*Study text*
'''
China Shrugs Off Report It Delayed Pandemic Announcement, Backs WHO in War of Words With U.S.

A Chinese Foreign Ministry official has denounced a report suggesting that Chinese President Xi Jinping and senior officials delayed informing the country of how serious the COVID-19 coronavirus pandemic was, sitting on the news for six days while millions travelled domestically and internationally.

Spokesperson Zhao Lijian, who last month was criticized for blaming the U.S. Army for the pandemic, dismissed The Associated Press report as "unfair" at a briefing with reporters on Wednesday, according to Bloomberg.

Zhao said he had not read the report, but argued that China informed the World Health Organization of the situation and acted in a "timely manner."

The AP report said that more than 3,000 people were infected with the coronavirus during the six days of silence, when millions of Chinese people were traveling around the country and abroad for Lunar New Year. Xi informed the country of the severity of the threat on January 20. AP based the report on internal documents it obtained, which are based on retrospective infection data.

China has sought to escape blame for the pandemic. The country has now stemmed its own outbreak and is pivoting to assist other nations with medical personnel and supplies. But the Chinese Communist Party tried to silence whistleblowers who first warned of the virus in the central city of Wuhan and was slow in notifying the WHO of the situation.
'''
(Stored records)
'''
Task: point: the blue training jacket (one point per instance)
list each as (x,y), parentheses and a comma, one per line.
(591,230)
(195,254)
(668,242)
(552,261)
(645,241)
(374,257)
'''
*Your instructions*
Retype the stretch of the article on China's delayed pandemic announcement from "Spokesperson Zhao Lijian, who" through "retrospective infection data.". Work only from the text.

*Result of this exercise*
Spokesperson Zhao Lijian, who last month was criticized for blaming the U.S. Army for the pandemic, dismissed The Associated Press report as "unfair" at a briefing with reporters on Wednesday, according to Bloomberg.

Zhao said he had not read the report, but argued that China informed the World Health Organization of the situation and acted in a "timely manner."

The AP report said that more than 3,000 people were infected with the coronavirus during the six days of silence, when millions of Chinese people were traveling around the country and abroad for Lunar New Year. Xi informed the country of the severity of the threat on January 20. AP based the report on internal documents it obtained, which are based on retrospective infection data.